Enumere os nomes próprios de pessoas, grupos musicais e publicações que aparecem no texto sobre Tó Trips.
━━━━━ Texto
Tó Trips… Tó Trips é daqueles músicos tão imensamente cheios que nos deixam tão perdidamente vazios de palavras, mesmo que para uma brevíssima introdução, de um singelo questionário de oito perguntas bem directas. Tó Trips é senhor das cordas das guitarras, dono de um dedilhar que nos faz desfocar o olhar e, sempre que toca, a guitarra é ele próprio, na curvatura do corpo que a protege.
Dead Combo é, talvez, o nome que mais rápido associa a este aclamado, respeitado e reconhecido veterano músico da cena musical. Dupla que, em tempos, alinhou na entrevista mais rápida e out of the box, da Mutante, (apenas e só sete minutos), em que nos disseram que se fossem música de fusão com gastronomia seriam uma bifana e uma imperial – indiscutível fusão para palatos Mutantes exigentes.
━━━━━━━━━━
━━━━━ Excertos dos registos
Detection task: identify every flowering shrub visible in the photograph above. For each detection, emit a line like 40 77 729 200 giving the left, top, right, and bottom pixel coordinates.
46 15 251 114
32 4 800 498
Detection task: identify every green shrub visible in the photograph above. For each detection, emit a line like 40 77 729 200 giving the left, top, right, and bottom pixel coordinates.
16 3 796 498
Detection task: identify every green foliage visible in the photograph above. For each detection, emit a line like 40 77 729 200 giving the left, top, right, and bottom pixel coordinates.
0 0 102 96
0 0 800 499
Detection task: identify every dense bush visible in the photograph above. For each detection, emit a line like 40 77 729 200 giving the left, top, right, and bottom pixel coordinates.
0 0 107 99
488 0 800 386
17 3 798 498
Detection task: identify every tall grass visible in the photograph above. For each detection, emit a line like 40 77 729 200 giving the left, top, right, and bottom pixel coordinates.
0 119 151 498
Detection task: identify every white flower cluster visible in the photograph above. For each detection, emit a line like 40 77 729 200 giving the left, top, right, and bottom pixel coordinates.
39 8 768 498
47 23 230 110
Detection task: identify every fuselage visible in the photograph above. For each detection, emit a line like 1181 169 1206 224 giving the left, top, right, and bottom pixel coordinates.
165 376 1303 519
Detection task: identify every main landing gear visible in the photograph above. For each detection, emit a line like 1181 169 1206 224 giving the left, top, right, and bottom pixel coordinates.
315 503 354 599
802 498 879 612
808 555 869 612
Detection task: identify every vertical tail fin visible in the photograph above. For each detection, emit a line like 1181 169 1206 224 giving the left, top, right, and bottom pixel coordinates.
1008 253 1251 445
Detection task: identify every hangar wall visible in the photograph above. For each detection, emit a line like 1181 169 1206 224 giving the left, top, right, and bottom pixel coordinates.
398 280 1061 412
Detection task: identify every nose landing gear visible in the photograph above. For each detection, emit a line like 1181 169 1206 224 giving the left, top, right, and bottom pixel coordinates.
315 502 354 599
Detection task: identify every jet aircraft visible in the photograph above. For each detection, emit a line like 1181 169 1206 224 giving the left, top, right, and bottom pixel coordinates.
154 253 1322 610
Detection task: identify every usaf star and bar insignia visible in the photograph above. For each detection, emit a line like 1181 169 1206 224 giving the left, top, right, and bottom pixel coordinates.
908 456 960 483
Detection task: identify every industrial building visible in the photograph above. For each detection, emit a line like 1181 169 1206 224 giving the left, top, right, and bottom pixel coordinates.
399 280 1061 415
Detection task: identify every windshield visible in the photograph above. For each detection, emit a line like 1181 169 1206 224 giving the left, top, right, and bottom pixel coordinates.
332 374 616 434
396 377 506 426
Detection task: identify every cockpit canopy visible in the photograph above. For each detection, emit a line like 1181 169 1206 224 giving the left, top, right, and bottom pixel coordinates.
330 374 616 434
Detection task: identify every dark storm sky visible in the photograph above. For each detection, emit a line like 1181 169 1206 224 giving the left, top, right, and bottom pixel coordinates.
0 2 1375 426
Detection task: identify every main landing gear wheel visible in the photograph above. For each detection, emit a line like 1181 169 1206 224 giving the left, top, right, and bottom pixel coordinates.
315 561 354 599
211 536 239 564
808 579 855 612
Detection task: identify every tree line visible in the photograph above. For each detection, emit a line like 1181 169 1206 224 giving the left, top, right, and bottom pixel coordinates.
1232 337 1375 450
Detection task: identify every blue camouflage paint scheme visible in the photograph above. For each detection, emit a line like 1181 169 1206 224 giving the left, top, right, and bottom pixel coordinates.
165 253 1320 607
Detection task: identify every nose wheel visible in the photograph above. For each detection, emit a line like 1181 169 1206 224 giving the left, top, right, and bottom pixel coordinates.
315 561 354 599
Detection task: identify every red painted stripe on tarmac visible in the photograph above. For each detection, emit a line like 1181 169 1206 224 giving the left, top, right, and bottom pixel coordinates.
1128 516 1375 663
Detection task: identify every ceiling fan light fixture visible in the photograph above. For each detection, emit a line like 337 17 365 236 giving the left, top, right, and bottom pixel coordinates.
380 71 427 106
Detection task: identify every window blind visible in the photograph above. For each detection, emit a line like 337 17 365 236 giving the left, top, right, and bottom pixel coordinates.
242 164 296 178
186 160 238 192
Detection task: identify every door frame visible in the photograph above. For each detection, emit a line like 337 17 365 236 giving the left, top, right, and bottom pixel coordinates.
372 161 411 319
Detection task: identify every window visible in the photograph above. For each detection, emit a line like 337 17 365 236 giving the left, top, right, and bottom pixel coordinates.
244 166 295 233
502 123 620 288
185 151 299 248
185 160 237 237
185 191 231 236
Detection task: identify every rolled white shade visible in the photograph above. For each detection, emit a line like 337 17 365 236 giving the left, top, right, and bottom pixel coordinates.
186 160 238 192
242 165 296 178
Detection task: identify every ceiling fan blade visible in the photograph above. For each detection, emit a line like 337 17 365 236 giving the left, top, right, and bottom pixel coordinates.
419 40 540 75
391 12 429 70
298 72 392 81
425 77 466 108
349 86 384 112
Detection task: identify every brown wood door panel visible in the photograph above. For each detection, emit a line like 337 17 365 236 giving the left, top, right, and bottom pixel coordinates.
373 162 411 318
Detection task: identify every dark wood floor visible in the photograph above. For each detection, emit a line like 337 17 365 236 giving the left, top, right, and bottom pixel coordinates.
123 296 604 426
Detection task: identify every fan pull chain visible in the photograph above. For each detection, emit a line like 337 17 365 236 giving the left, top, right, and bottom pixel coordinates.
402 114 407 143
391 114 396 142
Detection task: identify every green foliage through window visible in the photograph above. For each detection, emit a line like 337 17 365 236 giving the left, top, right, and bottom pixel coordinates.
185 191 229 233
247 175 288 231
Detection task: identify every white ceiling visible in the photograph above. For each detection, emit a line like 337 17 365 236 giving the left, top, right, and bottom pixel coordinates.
━━━━━━━━━━
> [Resposta completa]:
Os nomes próprios que aparecem no texto são Tó Trips, Dead Combo e Mutante.